------ Available data ------

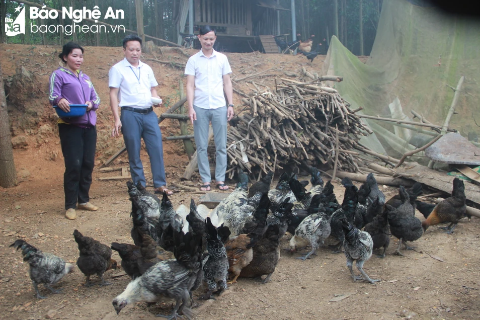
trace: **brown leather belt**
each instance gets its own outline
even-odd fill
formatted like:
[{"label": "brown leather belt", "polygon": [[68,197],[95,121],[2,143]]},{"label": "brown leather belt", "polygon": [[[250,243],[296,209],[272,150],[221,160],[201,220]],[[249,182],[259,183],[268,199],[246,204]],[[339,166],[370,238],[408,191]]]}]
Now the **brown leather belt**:
[{"label": "brown leather belt", "polygon": [[141,113],[142,114],[144,114],[145,113],[150,113],[153,111],[153,107],[150,107],[150,108],[147,108],[146,109],[140,109],[139,108],[132,108],[131,107],[122,107],[121,110],[128,110],[129,111],[136,112],[137,113]]}]

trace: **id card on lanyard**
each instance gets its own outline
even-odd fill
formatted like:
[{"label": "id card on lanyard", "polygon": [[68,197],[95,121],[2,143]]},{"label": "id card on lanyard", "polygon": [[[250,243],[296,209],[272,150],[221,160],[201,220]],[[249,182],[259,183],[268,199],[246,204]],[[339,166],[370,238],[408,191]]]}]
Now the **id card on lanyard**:
[{"label": "id card on lanyard", "polygon": [[145,87],[141,83],[140,81],[140,77],[141,76],[141,69],[140,68],[138,68],[138,75],[137,75],[136,73],[135,73],[135,70],[133,70],[133,68],[131,66],[130,67],[130,69],[132,70],[132,72],[133,72],[133,74],[135,74],[135,77],[137,78],[138,81],[138,83],[135,86],[135,89],[137,94],[146,94],[148,92],[148,89]]}]

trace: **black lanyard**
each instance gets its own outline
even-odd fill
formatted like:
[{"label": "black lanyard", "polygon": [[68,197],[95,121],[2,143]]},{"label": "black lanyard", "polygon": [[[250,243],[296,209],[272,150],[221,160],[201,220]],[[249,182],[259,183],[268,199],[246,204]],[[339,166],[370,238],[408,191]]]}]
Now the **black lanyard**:
[{"label": "black lanyard", "polygon": [[138,76],[137,76],[137,74],[135,73],[134,71],[133,71],[133,68],[132,68],[130,65],[129,65],[128,66],[130,67],[130,68],[132,70],[132,72],[133,72],[134,74],[135,74],[135,77],[136,77],[137,78],[137,80],[138,81],[138,84],[139,85],[140,84],[140,72],[141,72],[141,69],[140,69],[139,67],[138,68]]}]

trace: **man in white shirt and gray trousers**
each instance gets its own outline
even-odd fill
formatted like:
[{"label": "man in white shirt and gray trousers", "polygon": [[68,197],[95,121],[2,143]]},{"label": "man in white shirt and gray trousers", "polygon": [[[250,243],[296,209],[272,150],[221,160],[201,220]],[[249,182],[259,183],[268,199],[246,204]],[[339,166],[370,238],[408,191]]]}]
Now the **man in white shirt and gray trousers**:
[{"label": "man in white shirt and gray trousers", "polygon": [[[112,135],[118,136],[121,131],[128,153],[132,180],[135,185],[139,182],[145,187],[146,182],[140,158],[141,139],[143,138],[150,158],[154,191],[170,195],[173,192],[167,188],[162,133],[152,106],[162,104],[156,92],[158,84],[151,68],[140,61],[141,45],[142,39],[138,36],[125,37],[125,59],[112,66],[108,72],[110,108],[115,120]],[[120,117],[119,106],[122,109]]]},{"label": "man in white shirt and gray trousers", "polygon": [[[210,190],[211,177],[207,147],[208,127],[212,123],[215,140],[215,178],[217,188],[228,189],[225,184],[227,167],[227,123],[233,117],[233,93],[226,56],[213,49],[216,32],[210,26],[202,27],[198,40],[202,49],[190,57],[185,67],[188,115],[193,124],[197,146],[198,172],[203,184],[200,190]],[[226,106],[223,91],[228,100]]]}]

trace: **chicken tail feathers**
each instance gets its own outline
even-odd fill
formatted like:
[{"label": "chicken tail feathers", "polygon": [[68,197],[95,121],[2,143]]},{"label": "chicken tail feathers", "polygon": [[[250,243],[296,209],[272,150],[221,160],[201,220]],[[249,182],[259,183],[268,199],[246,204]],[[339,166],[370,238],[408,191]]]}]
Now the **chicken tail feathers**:
[{"label": "chicken tail feathers", "polygon": [[324,180],[322,179],[320,171],[314,167],[310,167],[310,174],[311,175],[311,179],[310,179],[310,182],[311,183],[312,186],[321,185],[323,186]]},{"label": "chicken tail feathers", "polygon": [[[209,219],[210,217],[208,217],[208,218]],[[225,244],[228,241],[230,235],[231,234],[229,228],[224,226],[223,224],[217,228],[217,233],[223,244]]]},{"label": "chicken tail feathers", "polygon": [[423,193],[423,191],[422,190],[422,184],[418,182],[416,182],[412,186],[412,189],[408,192],[409,195],[410,196],[410,199],[412,199],[412,201],[416,199],[418,197],[421,196],[422,194]]},{"label": "chicken tail feathers", "polygon": [[24,261],[28,261],[34,255],[41,253],[41,251],[22,239],[16,240],[15,242],[10,245],[10,247],[13,247],[17,250],[22,249]]},{"label": "chicken tail feathers", "polygon": [[249,185],[249,176],[242,170],[238,172],[238,182],[236,184],[236,188],[238,189],[247,189]]},{"label": "chicken tail feathers", "polygon": [[292,178],[289,182],[289,185],[297,201],[302,201],[307,195],[307,191],[298,180]]},{"label": "chicken tail feathers", "polygon": [[353,185],[353,181],[348,177],[345,177],[342,179],[342,184],[343,185],[344,187],[346,187],[347,185]]}]

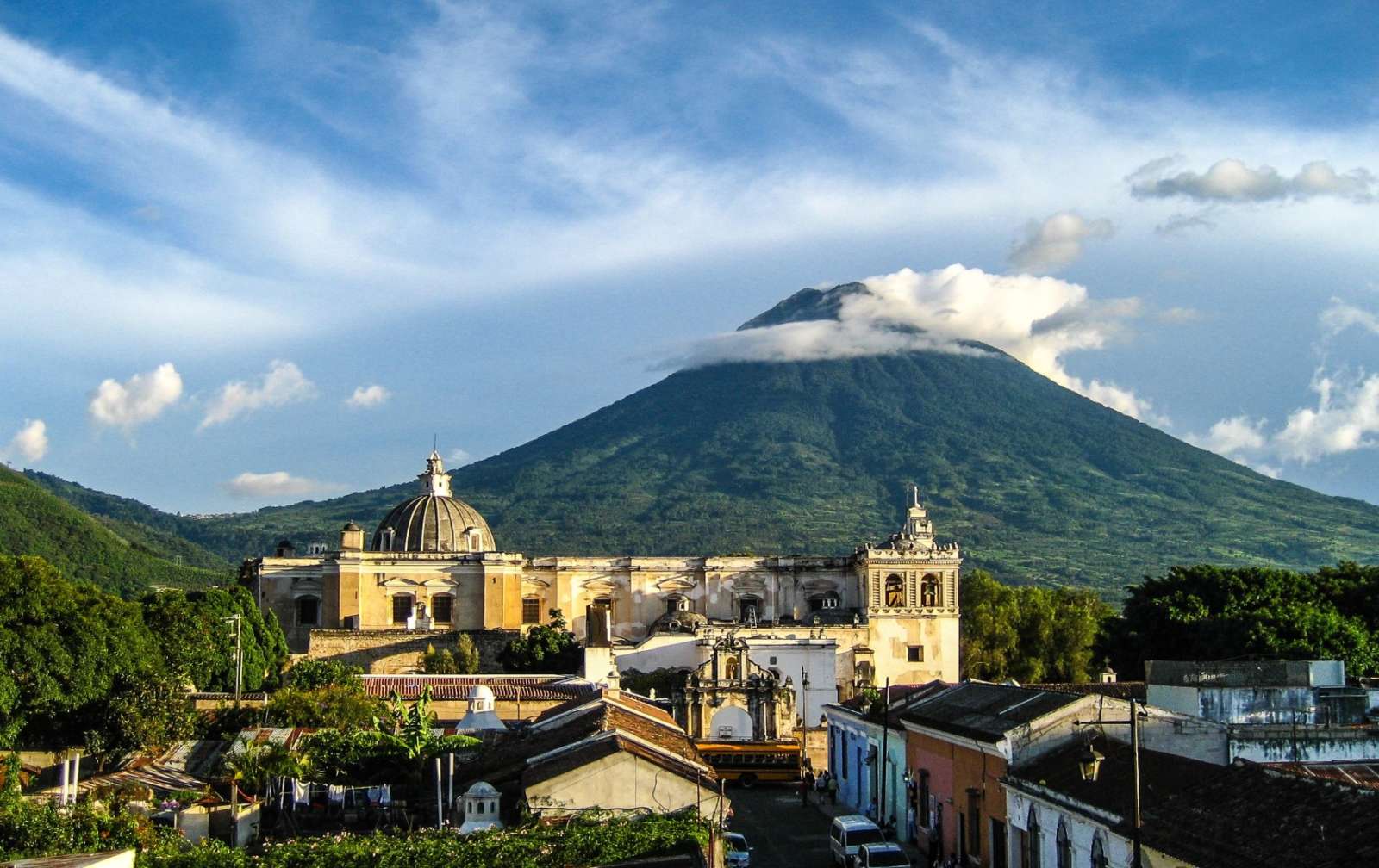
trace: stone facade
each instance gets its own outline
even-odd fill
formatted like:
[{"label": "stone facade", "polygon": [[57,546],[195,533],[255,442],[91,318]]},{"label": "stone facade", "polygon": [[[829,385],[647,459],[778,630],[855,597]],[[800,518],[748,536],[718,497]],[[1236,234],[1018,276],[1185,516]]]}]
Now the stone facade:
[{"label": "stone facade", "polygon": [[794,688],[747,656],[747,643],[723,638],[672,696],[676,723],[698,741],[794,738]]},{"label": "stone facade", "polygon": [[[692,649],[731,630],[758,642],[829,643],[836,664],[816,683],[834,697],[885,678],[957,679],[961,557],[956,544],[935,543],[917,490],[898,533],[844,558],[528,558],[485,550],[492,536],[483,517],[450,496],[439,455],[418,478],[422,493],[389,514],[370,547],[350,522],[336,550],[295,557],[281,547],[252,564],[259,602],[277,614],[292,652],[403,671],[434,641],[419,632],[519,631],[558,609],[583,635],[583,613],[603,606],[619,665],[640,656],[633,665],[644,671],[656,660],[695,668],[705,657]],[[389,641],[396,653],[385,650]],[[756,653],[753,660],[767,665]],[[818,707],[801,692],[800,712]]]}]

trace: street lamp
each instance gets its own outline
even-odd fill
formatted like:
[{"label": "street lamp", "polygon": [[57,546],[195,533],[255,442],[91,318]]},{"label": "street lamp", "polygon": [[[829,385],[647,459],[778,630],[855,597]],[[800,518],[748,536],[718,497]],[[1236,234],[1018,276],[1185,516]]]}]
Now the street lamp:
[{"label": "street lamp", "polygon": [[[1142,868],[1143,861],[1140,860],[1140,846],[1139,846],[1139,831],[1140,831],[1140,817],[1139,817],[1139,716],[1140,716],[1139,703],[1136,700],[1129,700],[1129,718],[1125,721],[1077,721],[1078,726],[1129,726],[1129,750],[1132,756],[1132,774],[1131,787],[1134,788],[1132,796],[1132,813],[1131,818],[1131,868]],[[1083,776],[1084,781],[1095,781],[1098,773],[1102,769],[1102,761],[1106,759],[1100,751],[1094,748],[1091,743],[1087,748],[1077,756],[1077,767]]]},{"label": "street lamp", "polygon": [[1087,747],[1077,756],[1077,767],[1083,773],[1084,781],[1096,780],[1096,774],[1102,770],[1103,759],[1106,759],[1106,756],[1103,756],[1102,752],[1094,748],[1092,743],[1088,741]]}]

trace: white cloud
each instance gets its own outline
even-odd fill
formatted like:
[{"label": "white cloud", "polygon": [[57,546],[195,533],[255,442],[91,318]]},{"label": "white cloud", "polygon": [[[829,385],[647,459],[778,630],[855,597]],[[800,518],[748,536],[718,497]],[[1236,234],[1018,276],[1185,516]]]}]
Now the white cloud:
[{"label": "white cloud", "polygon": [[1168,169],[1179,163],[1165,157],[1135,169],[1127,180],[1138,198],[1185,197],[1204,203],[1263,203],[1307,200],[1317,196],[1347,198],[1357,203],[1373,200],[1375,176],[1365,168],[1338,174],[1325,160],[1307,163],[1292,178],[1271,165],[1249,168],[1240,160],[1219,160],[1202,174]]},{"label": "white cloud", "polygon": [[308,497],[339,490],[341,486],[317,482],[305,477],[294,477],[284,470],[272,473],[241,473],[225,484],[234,497]]},{"label": "white cloud", "polygon": [[1067,372],[1063,358],[1106,346],[1139,313],[1138,299],[1095,302],[1087,288],[1054,277],[989,274],[952,265],[903,269],[862,281],[838,318],[786,322],[717,335],[663,366],[723,361],[808,361],[909,350],[976,353],[961,342],[1004,350],[1059,386],[1153,424],[1167,419],[1132,391]]},{"label": "white cloud", "polygon": [[1058,271],[1083,255],[1088,238],[1109,238],[1116,227],[1110,220],[1088,220],[1076,211],[1059,211],[1043,220],[1025,226],[1025,238],[1011,249],[1009,260],[1016,269]]},{"label": "white cloud", "polygon": [[182,397],[182,375],[172,362],[163,362],[148,373],[135,373],[120,383],[102,380],[87,409],[99,424],[132,430],[156,419]]},{"label": "white cloud", "polygon": [[233,380],[222,386],[205,409],[200,427],[221,424],[262,406],[296,404],[313,395],[316,395],[316,384],[306,379],[301,368],[290,361],[273,360],[258,386],[243,380]]},{"label": "white cloud", "polygon": [[1331,304],[1321,311],[1321,328],[1328,338],[1335,338],[1347,328],[1358,327],[1379,335],[1379,316],[1354,304],[1347,304],[1340,299],[1331,299]]},{"label": "white cloud", "polygon": [[1189,435],[1187,442],[1225,457],[1259,452],[1266,445],[1265,420],[1249,416],[1222,419],[1205,435]]},{"label": "white cloud", "polygon": [[345,400],[346,406],[367,409],[379,406],[392,397],[392,393],[378,383],[372,386],[356,386],[354,394]]},{"label": "white cloud", "polygon": [[1318,372],[1311,389],[1317,406],[1289,413],[1274,435],[1280,456],[1309,463],[1375,445],[1371,435],[1379,431],[1379,375],[1347,382]]},{"label": "white cloud", "polygon": [[11,456],[25,462],[41,462],[48,453],[48,426],[41,419],[25,419],[15,435],[10,438],[10,445],[0,451],[0,456]]}]

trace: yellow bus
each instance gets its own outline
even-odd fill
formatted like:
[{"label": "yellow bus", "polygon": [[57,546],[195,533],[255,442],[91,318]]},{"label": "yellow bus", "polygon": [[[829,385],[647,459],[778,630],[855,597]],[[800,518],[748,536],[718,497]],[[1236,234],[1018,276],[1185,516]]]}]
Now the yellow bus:
[{"label": "yellow bus", "polygon": [[729,783],[752,787],[800,780],[798,741],[696,741],[695,747],[718,777]]}]

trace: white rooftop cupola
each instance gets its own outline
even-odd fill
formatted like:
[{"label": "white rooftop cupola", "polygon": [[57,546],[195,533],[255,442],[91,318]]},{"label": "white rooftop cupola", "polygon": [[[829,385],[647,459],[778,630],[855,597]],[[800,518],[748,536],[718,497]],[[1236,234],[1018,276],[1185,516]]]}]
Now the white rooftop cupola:
[{"label": "white rooftop cupola", "polygon": [[440,460],[440,452],[432,449],[430,457],[426,459],[426,473],[416,477],[422,484],[422,493],[430,495],[432,497],[450,497],[450,474],[445,473],[445,466]]},{"label": "white rooftop cupola", "polygon": [[483,829],[503,828],[499,812],[501,800],[502,796],[498,789],[495,789],[488,781],[477,781],[473,787],[466,789],[465,795],[461,796],[465,821],[459,827],[459,834],[469,835],[470,832],[479,832]]},{"label": "white rooftop cupola", "polygon": [[498,716],[494,692],[487,685],[474,685],[469,690],[469,708],[455,729],[466,733],[483,732],[485,729],[503,732],[507,729],[507,725]]},{"label": "white rooftop cupola", "polygon": [[906,499],[905,510],[905,530],[900,533],[916,543],[932,546],[934,544],[934,522],[929,521],[929,514],[920,503],[920,486],[909,486],[909,497]]}]

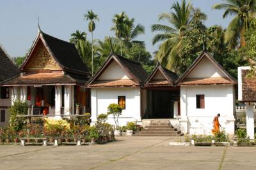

------

= Do this =
Can you repeat, word for word, the lines of the material above, from the line with "trace: white rooftop cupola" up to and including the line with "Now the white rooftop"?

= Result for this exercise =
trace: white rooftop cupola
each instance gets its own outline
even-odd fill
formatted like:
[{"label": "white rooftop cupola", "polygon": [[57,546],[195,533],[255,442],[91,318]]},{"label": "white rooftop cupola", "polygon": [[[829,385],[647,459],[778,630],[855,597]],[[800,518],[748,536],[718,497]],[[1236,234],[1018,276],[1185,516]]]}]
Now the white rooftop cupola:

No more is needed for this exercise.